**Text passage**
**********

To meet code, two approaches can be taken. For maximum flexibility, one approach would be to assume that the entire room, floor to ceiling, will be electrically classified as Class I, Division 2. That means all electrical devices (lighting fixtures, receptacles, fire alarm, door hardware, security, telecommunications outlets, etc.) must be changed to Class I, Division 2 devices, to meet the requirements of the room hazards classifications. This option will allow the end users to locate ethanol-containing equipment anywhere inside the room.
Another option is the electrical classification bubble approach. A Class I Division 2 bubble is measured from ethanol-containing equipment within 5 ft of any edge, extending in all directions; also, up to 3 ft above floor level within 25 ft horizontally from any edge. This is repeated for each piece of ethanol-containing equipment and at each location, overlaying the bubbles. The combined set of bubbles defines the minimum electrical area classification boundary. The resulting boundary will not take up the entire room.
Electrical devices (lighting fixtures, receptacles, fire alarm, door hardware, security, telecommunications outlets, etc.) falling within the electrical area classification boundary must be changed to Class I, Division 2 devices or removed, NEC. The final numbers of electrical devices that need to be modified will be determined based on the exact equipment location.

**********

**Data to examine**

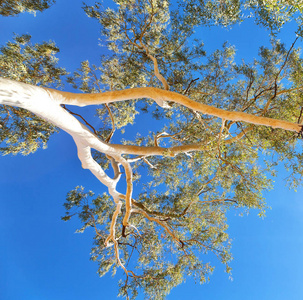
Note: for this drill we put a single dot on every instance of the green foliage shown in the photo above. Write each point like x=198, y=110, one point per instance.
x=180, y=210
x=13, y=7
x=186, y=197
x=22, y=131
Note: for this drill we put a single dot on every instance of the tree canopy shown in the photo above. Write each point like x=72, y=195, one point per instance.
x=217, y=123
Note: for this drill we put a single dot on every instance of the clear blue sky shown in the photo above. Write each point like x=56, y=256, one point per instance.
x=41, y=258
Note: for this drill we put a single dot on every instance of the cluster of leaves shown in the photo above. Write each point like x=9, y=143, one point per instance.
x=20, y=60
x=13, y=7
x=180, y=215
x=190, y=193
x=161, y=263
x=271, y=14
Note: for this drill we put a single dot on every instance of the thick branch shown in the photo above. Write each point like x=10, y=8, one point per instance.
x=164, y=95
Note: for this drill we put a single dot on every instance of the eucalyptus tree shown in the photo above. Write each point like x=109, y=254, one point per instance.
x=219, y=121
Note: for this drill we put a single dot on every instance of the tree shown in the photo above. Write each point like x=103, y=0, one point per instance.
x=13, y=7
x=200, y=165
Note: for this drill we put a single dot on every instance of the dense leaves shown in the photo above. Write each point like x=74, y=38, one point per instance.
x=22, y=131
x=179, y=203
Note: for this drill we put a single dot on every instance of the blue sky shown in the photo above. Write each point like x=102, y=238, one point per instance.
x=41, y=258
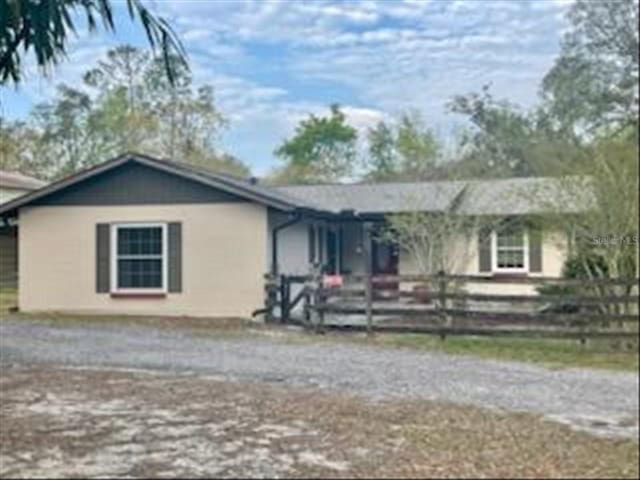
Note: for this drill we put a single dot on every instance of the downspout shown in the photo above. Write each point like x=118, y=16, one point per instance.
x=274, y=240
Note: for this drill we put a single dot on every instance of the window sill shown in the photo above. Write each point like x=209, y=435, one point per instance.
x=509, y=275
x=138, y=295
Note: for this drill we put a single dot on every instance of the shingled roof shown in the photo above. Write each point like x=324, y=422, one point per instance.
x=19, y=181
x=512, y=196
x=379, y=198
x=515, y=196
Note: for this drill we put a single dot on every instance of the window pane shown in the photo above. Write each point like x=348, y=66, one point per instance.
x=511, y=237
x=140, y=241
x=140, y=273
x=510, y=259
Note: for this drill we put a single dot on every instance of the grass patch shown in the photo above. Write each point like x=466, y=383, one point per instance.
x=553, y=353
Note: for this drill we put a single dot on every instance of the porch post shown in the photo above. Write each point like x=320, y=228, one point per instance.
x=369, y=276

**********

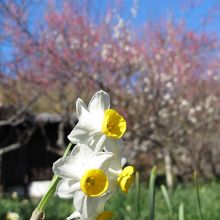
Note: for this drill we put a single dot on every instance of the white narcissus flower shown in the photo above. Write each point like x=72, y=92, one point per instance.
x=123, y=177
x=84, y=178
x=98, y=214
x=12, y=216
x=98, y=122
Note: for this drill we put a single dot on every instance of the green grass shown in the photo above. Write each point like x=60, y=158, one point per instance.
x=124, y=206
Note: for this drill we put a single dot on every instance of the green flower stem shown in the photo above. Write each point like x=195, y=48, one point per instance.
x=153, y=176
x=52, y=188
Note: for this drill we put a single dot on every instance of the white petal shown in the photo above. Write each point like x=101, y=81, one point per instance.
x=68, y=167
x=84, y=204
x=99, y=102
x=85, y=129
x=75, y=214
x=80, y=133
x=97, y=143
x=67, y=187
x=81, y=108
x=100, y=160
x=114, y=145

**********

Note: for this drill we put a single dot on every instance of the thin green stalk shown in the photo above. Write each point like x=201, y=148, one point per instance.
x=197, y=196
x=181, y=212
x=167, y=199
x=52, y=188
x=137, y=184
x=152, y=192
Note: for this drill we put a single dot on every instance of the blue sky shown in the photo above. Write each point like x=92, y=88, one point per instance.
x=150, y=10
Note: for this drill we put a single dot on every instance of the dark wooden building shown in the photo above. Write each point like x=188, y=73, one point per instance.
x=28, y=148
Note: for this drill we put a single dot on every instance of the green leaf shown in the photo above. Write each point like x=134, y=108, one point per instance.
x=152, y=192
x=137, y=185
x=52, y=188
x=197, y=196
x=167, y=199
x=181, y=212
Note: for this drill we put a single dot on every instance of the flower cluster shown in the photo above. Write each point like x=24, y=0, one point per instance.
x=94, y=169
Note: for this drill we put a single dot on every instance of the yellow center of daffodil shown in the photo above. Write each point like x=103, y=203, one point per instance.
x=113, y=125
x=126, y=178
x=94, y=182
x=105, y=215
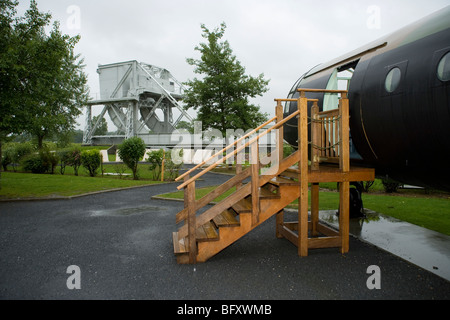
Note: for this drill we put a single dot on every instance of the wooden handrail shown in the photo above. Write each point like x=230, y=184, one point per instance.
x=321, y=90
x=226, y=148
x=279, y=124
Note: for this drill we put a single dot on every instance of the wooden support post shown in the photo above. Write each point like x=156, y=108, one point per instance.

**********

**Problem 1**
According to the electrical classification passage, why would classifying the entire room as Class I, Division 2 offer maximum flexibility? Answer in one to three sentences.
**Problem 2**
In the electrical classification passage, how far above floor level does a Class I, Division 2 bubble extend within 25 ft horizontally of any edge of ethanol-containing equipment?
The data were taken from a source separate from the text.

**Task output 1**
If the whole room, floor to ceiling, is classified as Class I, Division 2, all of its electrical devices meet that classification. End users can then place ethanol-containing equipment anywhere inside the room.

**Task output 2**
It extends up to 3 ft above floor level.